TASK INPUT section start

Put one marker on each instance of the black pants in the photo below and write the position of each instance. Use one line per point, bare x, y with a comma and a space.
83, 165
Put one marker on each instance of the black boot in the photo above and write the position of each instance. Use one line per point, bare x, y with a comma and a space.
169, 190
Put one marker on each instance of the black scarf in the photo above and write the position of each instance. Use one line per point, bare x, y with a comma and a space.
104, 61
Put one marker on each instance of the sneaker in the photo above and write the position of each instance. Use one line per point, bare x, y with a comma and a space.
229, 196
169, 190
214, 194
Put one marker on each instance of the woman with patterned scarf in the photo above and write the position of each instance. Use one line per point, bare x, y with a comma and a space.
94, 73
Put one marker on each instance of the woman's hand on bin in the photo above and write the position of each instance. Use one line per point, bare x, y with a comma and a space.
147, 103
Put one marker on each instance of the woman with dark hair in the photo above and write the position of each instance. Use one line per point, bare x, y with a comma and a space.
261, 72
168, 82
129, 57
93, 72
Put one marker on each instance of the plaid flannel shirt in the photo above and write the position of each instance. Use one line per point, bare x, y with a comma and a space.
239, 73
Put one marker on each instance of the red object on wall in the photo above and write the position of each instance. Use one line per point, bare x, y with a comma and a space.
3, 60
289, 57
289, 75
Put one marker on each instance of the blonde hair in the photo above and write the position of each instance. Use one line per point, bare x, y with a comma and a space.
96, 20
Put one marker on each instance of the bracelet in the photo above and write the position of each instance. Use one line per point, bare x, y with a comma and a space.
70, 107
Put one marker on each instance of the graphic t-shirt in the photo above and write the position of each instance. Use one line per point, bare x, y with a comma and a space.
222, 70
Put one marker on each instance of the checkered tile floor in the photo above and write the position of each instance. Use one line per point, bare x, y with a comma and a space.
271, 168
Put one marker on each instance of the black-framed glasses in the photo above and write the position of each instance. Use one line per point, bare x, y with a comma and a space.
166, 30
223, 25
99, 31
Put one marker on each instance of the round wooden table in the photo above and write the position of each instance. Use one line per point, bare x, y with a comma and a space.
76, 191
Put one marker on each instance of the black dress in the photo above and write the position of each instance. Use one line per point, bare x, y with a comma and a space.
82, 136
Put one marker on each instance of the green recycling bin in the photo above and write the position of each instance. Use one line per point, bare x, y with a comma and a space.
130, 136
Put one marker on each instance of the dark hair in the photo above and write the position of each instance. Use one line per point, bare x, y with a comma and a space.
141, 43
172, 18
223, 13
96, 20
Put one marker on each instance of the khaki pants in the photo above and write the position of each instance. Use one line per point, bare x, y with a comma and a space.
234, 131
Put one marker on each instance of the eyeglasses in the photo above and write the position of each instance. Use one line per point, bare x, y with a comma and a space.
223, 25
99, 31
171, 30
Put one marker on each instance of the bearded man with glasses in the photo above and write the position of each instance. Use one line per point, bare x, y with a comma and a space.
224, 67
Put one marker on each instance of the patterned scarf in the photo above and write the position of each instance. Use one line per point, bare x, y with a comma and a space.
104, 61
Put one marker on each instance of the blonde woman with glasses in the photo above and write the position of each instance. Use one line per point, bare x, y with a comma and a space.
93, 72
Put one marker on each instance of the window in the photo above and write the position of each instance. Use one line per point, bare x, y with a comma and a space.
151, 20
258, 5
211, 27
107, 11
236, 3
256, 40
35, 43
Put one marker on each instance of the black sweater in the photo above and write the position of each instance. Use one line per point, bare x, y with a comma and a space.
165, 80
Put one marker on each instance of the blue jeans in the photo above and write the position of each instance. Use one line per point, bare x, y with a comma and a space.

TASK INPUT section end

> [WHAT TO DO]:
From the first line to the last, repeat the records exactly.

> [ANSWER SPACE]:
Put one marker on each instance of the black pants in the photo below and write the position of each instance. Use one line per point, bare x, y with a comma and a space.
83, 165
Put one marker on each instance of the black boot in the photo above and write the position of each instance. Use one line per point, bare x, y with a comma and a space.
169, 190
Put one marker on each instance of the black scarf in the photo above and write the position of each instance. Use one line per point, bare x, y with a comma and a space.
104, 61
Put one marker on each instance of the sneaker in the photo above and write the position of each instance. Use one line per point, bare x, y with a comma and a space.
229, 196
169, 190
214, 194
Put one marker on each instance of the woman with patterned scarf in the photo above and write the position of each instance. Use one line per point, bare x, y with a comma and a space.
94, 73
Put one marker on each instance of the woman's hand on bin in the photo above and write the position of each instance. Use one line per point, bare x, y with a comma and a space.
147, 103
Put one marker on each instance of the woman with dark hair in the photo above and write the position of each instance. Use one line per point, bare x, y with a comma and a space.
261, 72
168, 82
129, 57
93, 72
Put one marker on each instance of the plaid flannel shirt in the photo above and write the position of each instance. Use one line per point, bare x, y with a comma and a space.
239, 73
Put one marker on each instance of the red object on wall in the photo above and write the position of each instance. Use one line per point, bare x, y with a comma and a space.
3, 60
289, 57
289, 75
Put one marker on each instance of the blonde hair in the photo above and write the position of each instance. Use one line per point, bare x, y with a comma and a space.
96, 20
Put one marker on each instance of the bracelet in the photo above and write the position of each instance. Use one line per point, bare x, y with a comma and a space.
70, 107
Put one marker on each instance of the graphic t-shirt in the photo above and write the position of each instance. Use one line per point, bare x, y with a comma and a space.
222, 70
Put one marker on each instance of the checkered tile floor in the photo above and write the position of each instance. Use one line per point, bare x, y with a comma and a space.
271, 168
Put one marker on each instance of the black-framed glasses in the photo above and write the position of each instance. Use one line per point, bare x, y with a comma and a space.
166, 30
223, 25
99, 31
Put one marker on each instance of the round wooden table in the photo above and write the position of each instance. Use one line per point, bare x, y with a comma and a space.
76, 191
Put one marker on each instance of the black dress in the photo above and write the position of each instance. Use one line per point, bare x, y with a comma and a space.
82, 136
Put one marker on each instance of the green recycling bin in the photo above and write the position of each instance. Use one line per point, bare x, y with a comma and a space.
130, 136
Put one marker on each instance of the dark hair in the photo above and write the position of each instance. Use one line per point, bare x, y with a comma and a space.
141, 43
172, 18
223, 13
96, 20
Put one marker on each instance of the khaki pants in the photo above and write the position of each instance. Use one line per point, bare x, y with a comma and a space.
234, 131
Put one marker on each instance of the eyeglasses in the photo above and write the position of each instance. Use one line per point, bare x, y with a comma and a space.
223, 25
99, 31
171, 30
Put one marker on each instance of the bearded man with glasses in the photo above and write the position of each instance. Use one line per point, bare x, y with a comma and a space.
224, 67
Put one marker on each instance of the patterned scarf in the photo above and write the position of each instance. Use one line per point, bare x, y with a comma and a space.
104, 61
Put one marker on each instance of the blonde woman with glasses in the photo above and write the position of each instance. Use one line per point, bare x, y with a comma and a space.
93, 72
Put one marker on each instance of the window in the photo above and write the position of each instance. Use one line per point, bare x, y with a comma and a space.
151, 20
258, 5
211, 27
107, 11
236, 3
256, 40
35, 43
Put one marker on each instance of the black sweater in the photo above and write the position of each instance. Use one line per point, bare x, y with a comma and a space.
165, 80
Put one marker on each instance of the blue jeans in the photo above and write the position of each instance. Use one line per point, bare x, y with a comma and a space.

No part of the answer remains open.